# What this task involves
Reproduce the listing below line for line, with every character unchanged.

# Data for the task
^^^^
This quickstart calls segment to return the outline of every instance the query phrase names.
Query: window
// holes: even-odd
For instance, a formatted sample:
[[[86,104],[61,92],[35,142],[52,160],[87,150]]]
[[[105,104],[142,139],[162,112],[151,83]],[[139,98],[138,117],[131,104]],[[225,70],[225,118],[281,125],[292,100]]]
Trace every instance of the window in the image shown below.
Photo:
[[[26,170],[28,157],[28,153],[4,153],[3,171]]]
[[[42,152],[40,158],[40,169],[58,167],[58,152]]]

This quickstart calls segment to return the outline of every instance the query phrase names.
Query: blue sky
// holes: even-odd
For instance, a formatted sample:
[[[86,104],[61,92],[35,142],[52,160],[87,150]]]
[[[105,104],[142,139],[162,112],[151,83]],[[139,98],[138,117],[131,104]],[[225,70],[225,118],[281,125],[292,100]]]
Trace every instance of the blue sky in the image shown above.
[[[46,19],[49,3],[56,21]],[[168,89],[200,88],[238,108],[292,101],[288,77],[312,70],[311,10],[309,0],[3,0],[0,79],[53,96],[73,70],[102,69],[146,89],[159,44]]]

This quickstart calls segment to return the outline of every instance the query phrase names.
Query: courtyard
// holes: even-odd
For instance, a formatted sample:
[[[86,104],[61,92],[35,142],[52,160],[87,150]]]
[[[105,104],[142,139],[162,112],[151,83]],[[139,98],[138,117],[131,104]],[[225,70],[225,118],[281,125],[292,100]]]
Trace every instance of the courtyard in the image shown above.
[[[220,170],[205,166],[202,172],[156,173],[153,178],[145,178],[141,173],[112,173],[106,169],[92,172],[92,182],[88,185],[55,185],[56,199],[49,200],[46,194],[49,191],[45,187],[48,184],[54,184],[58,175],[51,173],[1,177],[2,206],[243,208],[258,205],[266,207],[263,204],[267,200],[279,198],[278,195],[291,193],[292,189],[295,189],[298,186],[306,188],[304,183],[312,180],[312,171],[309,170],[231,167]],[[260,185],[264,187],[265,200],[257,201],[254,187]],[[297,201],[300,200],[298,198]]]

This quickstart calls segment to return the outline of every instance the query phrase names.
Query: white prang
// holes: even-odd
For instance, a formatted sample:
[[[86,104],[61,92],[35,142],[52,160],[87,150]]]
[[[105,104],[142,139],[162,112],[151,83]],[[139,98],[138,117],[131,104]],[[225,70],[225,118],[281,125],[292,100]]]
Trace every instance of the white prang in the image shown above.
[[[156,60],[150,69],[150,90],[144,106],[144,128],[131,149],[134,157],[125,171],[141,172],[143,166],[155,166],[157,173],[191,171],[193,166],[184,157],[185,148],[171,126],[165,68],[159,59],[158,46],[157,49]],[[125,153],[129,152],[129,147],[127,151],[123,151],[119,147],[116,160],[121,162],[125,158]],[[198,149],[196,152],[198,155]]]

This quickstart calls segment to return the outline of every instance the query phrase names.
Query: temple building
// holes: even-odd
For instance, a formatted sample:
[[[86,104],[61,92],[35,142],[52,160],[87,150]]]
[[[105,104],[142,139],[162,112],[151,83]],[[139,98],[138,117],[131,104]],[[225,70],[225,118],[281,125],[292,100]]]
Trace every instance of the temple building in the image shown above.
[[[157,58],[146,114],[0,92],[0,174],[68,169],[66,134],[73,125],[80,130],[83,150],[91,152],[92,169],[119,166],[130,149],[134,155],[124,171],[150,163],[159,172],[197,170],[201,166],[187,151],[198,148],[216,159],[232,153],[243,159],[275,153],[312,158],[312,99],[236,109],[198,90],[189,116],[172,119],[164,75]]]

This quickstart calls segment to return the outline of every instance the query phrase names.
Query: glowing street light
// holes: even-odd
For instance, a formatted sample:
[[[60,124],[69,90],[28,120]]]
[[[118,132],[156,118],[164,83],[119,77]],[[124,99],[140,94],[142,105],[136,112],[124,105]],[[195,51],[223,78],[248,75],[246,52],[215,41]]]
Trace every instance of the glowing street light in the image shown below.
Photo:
^^^^
# Complete response
This quickstart calls segment to return the outline of every instance the query phrase names.
Query: window
// holes: even-odd
For instance, a formatted sample:
[[[86,104],[61,92],[35,142],[52,160],[87,150]]]
[[[105,104],[142,139],[162,112],[151,83]],[[139,98],[138,117],[131,104]],[[225,70],[225,118],[281,125],[292,100]]]
Trace every instance of the window in the image shown below.
Photo:
[[[26,170],[28,157],[28,153],[4,153],[3,171]]]
[[[42,152],[40,158],[40,169],[58,167],[58,152]]]

This quickstart calls segment to return the outline of every instance the query phrase names.
Query: blue sky
// holes: even-odd
For instance, a formatted sample:
[[[86,104],[61,92],[35,142],[52,160],[87,150]]]
[[[105,104],[142,139],[162,112],[151,83]],[[139,98],[138,117],[131,104]],[[225,70],[225,118],[281,125],[292,100]]]
Trace every instance of the blue sky in the image shown above.
[[[46,19],[49,3],[56,21]],[[168,89],[200,88],[238,108],[292,101],[288,77],[312,70],[311,10],[309,0],[3,0],[0,79],[53,96],[73,70],[102,69],[146,89],[159,44]]]

This quickstart calls segment to return the outline of every instance the query phrase names.
Query: courtyard
// holes: even-odd
For instance, a formatted sample:
[[[86,104],[61,92],[35,142],[52,160],[87,150]]]
[[[105,104],[142,139],[162,112],[151,83]],[[139,98],[138,117],[131,104]],[[225,70],[225,118],[281,125],[292,100]]]
Trace every instance of the courtyard in the image shown above.
[[[220,170],[205,166],[202,172],[156,173],[153,178],[145,178],[141,173],[112,173],[106,169],[92,172],[92,182],[88,185],[55,185],[56,199],[49,200],[46,194],[49,191],[45,187],[48,184],[54,184],[58,175],[51,173],[1,177],[2,206],[243,208],[258,205],[266,207],[263,204],[267,200],[279,198],[278,195],[291,193],[292,189],[295,189],[298,186],[306,188],[304,183],[312,180],[312,171],[309,170],[231,167]],[[260,185],[264,187],[265,200],[257,201],[254,187]],[[297,201],[300,200],[298,198]]]

This quickstart calls segment to return the outline of every instance the query phrase names.
Query: white prang
// holes: even-odd
For instance, a formatted sample:
[[[86,104],[61,92],[35,142],[52,160],[87,150]]]
[[[105,104],[142,139],[162,112],[151,83]],[[139,98],[138,117],[131,104]],[[225,70],[225,118],[281,125],[292,100]]]
Trace every instance of the white prang in the image shown above.
[[[156,60],[150,69],[150,90],[144,106],[144,128],[131,149],[134,157],[125,171],[141,172],[143,166],[155,166],[157,173],[191,171],[193,166],[184,157],[185,148],[171,126],[165,68],[159,59],[158,46],[157,49]],[[125,153],[129,152],[129,147],[127,151],[123,151],[119,147],[116,160],[121,162],[125,158]],[[198,149],[196,152],[198,155]]]

This quickstart calls segment to return the outline of every instance the query phrase names.
Query: temple building
// holes: even-odd
For instance, a formatted sample:
[[[86,104],[61,92],[35,142],[52,160],[87,150]]]
[[[105,104],[142,139],[162,112],[151,83]],[[139,98],[138,117],[131,104]],[[225,70],[225,118],[281,125],[292,100]]]
Trace every instance of the temple building in the image shown above.
[[[157,58],[146,114],[0,92],[0,174],[68,169],[66,134],[73,125],[80,130],[83,150],[91,152],[92,169],[119,166],[130,149],[134,155],[124,171],[150,163],[159,172],[197,170],[201,166],[187,151],[198,148],[216,159],[232,153],[243,159],[275,153],[312,158],[312,99],[236,109],[198,90],[189,116],[172,119],[164,75]]]

This quickstart calls segment to return the outline of every instance the query phrase names.
Query: glowing street light
// holes: even-odd
For instance, a formatted sample:
[[[60,124],[69,90],[28,120]]]
[[[118,132],[156,118],[164,83],[119,77]],[[124,99],[140,94],[142,105],[136,112],[124,105]],[[195,51],[223,78],[248,75],[246,52],[215,41]]]
Trace every instance of the glowing street light in the image shown below.
Photo:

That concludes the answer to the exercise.